= EXERCISE GOAL =
Reproduce the data below word for word, from the first line to the last.

━━━━━━

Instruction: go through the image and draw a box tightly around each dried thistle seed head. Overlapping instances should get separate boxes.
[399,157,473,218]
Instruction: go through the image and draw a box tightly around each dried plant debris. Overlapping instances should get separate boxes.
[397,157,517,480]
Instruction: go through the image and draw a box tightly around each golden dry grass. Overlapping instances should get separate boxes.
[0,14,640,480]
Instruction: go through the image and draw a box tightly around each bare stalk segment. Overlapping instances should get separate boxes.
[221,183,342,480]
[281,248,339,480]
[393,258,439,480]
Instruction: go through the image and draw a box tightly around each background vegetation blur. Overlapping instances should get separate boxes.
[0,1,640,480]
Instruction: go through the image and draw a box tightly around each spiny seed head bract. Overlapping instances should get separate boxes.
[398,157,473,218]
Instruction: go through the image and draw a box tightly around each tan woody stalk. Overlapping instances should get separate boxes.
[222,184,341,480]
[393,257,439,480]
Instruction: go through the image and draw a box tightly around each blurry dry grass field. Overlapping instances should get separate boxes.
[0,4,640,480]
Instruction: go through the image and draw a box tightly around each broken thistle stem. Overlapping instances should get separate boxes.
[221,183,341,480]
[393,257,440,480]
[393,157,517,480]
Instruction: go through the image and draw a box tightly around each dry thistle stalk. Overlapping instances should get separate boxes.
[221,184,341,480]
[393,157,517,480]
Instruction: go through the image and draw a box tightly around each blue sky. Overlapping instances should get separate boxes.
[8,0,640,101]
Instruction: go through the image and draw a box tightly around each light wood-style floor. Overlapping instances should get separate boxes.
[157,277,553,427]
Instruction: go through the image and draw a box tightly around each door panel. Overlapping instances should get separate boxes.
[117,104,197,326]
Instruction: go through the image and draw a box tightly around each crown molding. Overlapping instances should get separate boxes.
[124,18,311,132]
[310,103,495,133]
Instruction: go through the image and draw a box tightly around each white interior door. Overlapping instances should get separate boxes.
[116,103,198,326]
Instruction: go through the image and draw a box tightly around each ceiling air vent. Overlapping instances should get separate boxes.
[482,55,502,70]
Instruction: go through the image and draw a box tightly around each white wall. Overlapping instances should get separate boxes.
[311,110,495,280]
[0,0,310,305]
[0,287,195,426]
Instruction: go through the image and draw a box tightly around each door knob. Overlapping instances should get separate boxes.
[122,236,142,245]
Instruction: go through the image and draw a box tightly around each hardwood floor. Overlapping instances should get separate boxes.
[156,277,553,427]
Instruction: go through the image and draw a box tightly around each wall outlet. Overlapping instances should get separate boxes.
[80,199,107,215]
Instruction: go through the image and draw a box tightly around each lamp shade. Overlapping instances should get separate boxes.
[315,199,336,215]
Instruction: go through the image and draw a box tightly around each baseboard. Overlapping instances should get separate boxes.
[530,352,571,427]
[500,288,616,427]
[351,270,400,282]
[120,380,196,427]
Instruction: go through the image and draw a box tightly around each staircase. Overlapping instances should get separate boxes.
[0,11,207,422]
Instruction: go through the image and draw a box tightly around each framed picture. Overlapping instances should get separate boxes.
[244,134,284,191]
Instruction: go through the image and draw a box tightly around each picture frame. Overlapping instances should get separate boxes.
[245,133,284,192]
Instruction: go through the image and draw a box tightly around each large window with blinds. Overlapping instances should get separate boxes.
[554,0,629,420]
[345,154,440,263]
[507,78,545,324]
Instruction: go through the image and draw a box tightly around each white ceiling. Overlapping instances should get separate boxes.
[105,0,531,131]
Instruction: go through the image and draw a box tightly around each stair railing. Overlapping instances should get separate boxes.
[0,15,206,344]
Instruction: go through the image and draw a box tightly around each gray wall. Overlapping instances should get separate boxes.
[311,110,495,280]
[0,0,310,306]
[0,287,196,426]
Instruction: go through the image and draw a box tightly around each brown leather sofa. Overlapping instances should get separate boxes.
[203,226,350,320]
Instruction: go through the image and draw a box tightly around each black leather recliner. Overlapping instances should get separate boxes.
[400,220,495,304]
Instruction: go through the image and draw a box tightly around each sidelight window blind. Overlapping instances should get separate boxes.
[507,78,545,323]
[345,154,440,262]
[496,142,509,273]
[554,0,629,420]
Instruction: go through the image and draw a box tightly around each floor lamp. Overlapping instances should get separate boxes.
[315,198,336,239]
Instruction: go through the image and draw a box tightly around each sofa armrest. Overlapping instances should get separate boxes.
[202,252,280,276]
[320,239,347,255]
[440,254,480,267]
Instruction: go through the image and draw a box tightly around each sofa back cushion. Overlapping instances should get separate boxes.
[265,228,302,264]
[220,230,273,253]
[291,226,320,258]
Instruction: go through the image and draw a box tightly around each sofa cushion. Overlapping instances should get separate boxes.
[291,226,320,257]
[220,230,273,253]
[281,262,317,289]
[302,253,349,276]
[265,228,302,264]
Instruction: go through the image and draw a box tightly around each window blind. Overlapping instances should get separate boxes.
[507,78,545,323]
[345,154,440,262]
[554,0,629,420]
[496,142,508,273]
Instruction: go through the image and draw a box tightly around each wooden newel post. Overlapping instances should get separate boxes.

━━━━━━

= OUTPUT OF THE EXERCISE =
Instruction: go through the image and draw a box tightly around each dried thistle seed head. Overlapping instances should get separate boxes.
[399,157,473,218]
Instruction: go through the image and draw a box tightly around each dried plant debris. Overlapping instances should get separate boxes.
[397,157,517,480]
Instruction: go through the image and draw a box tightly around each golden dry grass. Overlapping instances should get separate boxes.
[0,14,640,480]
Instruction: go through the image and draw a box tightly around each bare stalk segment. Overlapping instances should get separate boxes.
[221,183,342,480]
[281,248,339,480]
[393,258,439,480]
Instruction: go through the image and draw a box tightly around each background vegetation blur. Overlapping instances should get separate boxes.
[0,1,640,480]
Instruction: go through the image and draw a box tightly around each spiny seed head bract. Overlapping instances should get separate boxes.
[398,157,473,218]
Instruction: go through the image and draw a box tightly around each tan woody stalk. Overlapping instances should get separate boxes.
[222,184,341,480]
[393,257,439,480]
Instruction: go through the image and draw a box tightly around each blurry dry grass field. Overlapping instances should get separate boxes.
[0,4,640,480]
Instruction: go through the image and draw a box tightly around each broken thistle stem. Overlapping instances should get separate boxes.
[221,183,341,480]
[393,257,440,480]
[393,157,517,480]
Instruction: go through the image and draw a box tightly around each dry thistle stalk. Overlapping instances should get separate boxes.
[221,184,341,480]
[393,157,517,480]
Instruction: go through the image and draw a box tightly around each blue sky. Overlapping instances should get separate boxes.
[8,0,640,101]
Instruction: go through the image and draw a box tightly around each light wood-style floor. Overlapping instances should get separate boxes.
[157,277,553,427]
Instruction: go through the image and draw a box tightly around each door panel. Overlapping instances should get separate boxes.
[117,104,197,326]
Instruction: go through the image and draw a box tightly around each crown molding. Overlapping instances should get separate boxes.
[124,18,311,132]
[310,103,495,133]
Instruction: go through the image and draw a box tightly around each white interior door. Overlapping instances should get separate boxes.
[116,103,198,326]
Instruction: go through the image and draw a box tightly around each ceiling air vent. Overlapping instances should get separate boxes.
[482,55,502,70]
Instruction: go through the image and draw a box tightly around each white wall. Overlapping instances should get separate boxes.
[311,110,495,280]
[0,0,310,305]
[0,287,195,426]
Instruction: go through the image and draw a box tightly around each door knob. Overlapping instances should get separate boxes.
[122,236,142,245]
Instruction: go through the image and draw a box tightly around each hardwood floor. Overlapping instances should get separate boxes.
[156,277,553,427]
Instruction: go through the image and draw a box tightly around each wall outlet. Overlapping instances should get separate boxes.
[80,199,107,215]
Instruction: go through the image and draw a box tightly around each lamp shade. Overlapping instances should get separate boxes.
[315,199,336,215]
Instruction: go through the image and draw a box tightly around each baseboard. Overlapping instances should get separate boxes.
[530,352,571,427]
[500,288,616,427]
[351,270,400,282]
[120,380,196,427]
Instruction: go through the image and draw a box tightly around each staircase. Overlapping instances should get separate boxes.
[0,11,207,422]
Instruction: go through the image and draw a box tightly around each framed picture. Overlapping instances should get separate boxes.
[244,134,284,191]
Instruction: go through the image and draw a box tightly around each picture frame. Overlapping instances should get separate boxes.
[245,133,284,192]
Instruction: go through the image and draw a box tightly around each large window with blinds. Overlapping instances should get separate boxes.
[554,0,629,420]
[345,154,440,263]
[507,78,545,324]
Instruction: go through the image and draw a box tightly around each white ceiling. Overlapping instances should get separate boxes.
[105,0,531,131]
Instruction: go through the image and draw a box tightly around each stair railing. Overlapping instances should get separate boxes.
[0,15,206,344]
Instruction: go through the image and draw a box tightly around each gray wall. Overlapping instances should get separate boxes.
[311,110,495,280]
[0,0,310,306]
[0,287,196,426]
Instruction: go through the image and draw a box tightly around each brown leather sofa. Overlapping instances should get separate boxes.
[203,226,350,320]
Instruction: go through the image and draw a box tightly around each black leather recliner. Overlapping instances should get separate boxes.
[400,220,495,304]
Instruction: go through the image and draw a box tightly around each sidelight window blind. Overlapping instances should get separate boxes.
[507,78,545,323]
[345,154,440,262]
[496,142,509,273]
[554,0,629,420]
Instruction: go through the image and draw a box tightly around each floor lamp. Overlapping instances should get separate boxes.
[315,198,336,239]
Instruction: go through the image and draw a box tightly around each sofa armrest. Overlapping instances should get separate boxes.
[202,252,280,276]
[320,239,347,255]
[440,254,480,267]
Instruction: go through the image and draw a box tightly around each sofa back cushion. Overlapping instances should get separate boxes.
[265,228,302,264]
[220,230,273,253]
[291,226,320,258]
Instruction: go through the image and draw a box tightly around each sofa cushion. Overlapping instances should get separate boxes.
[291,226,320,257]
[220,230,273,253]
[281,262,317,289]
[302,253,349,276]
[265,228,302,264]
Instruction: go through the image and draw a box tightly around each window blind. Overlapping instances should get separate boxes.
[507,78,545,323]
[345,154,440,262]
[554,0,629,420]
[496,142,508,273]
Instruction: go through the image and draw a box tightly around each wooden newel post. Overlapping instances should get separate boxes.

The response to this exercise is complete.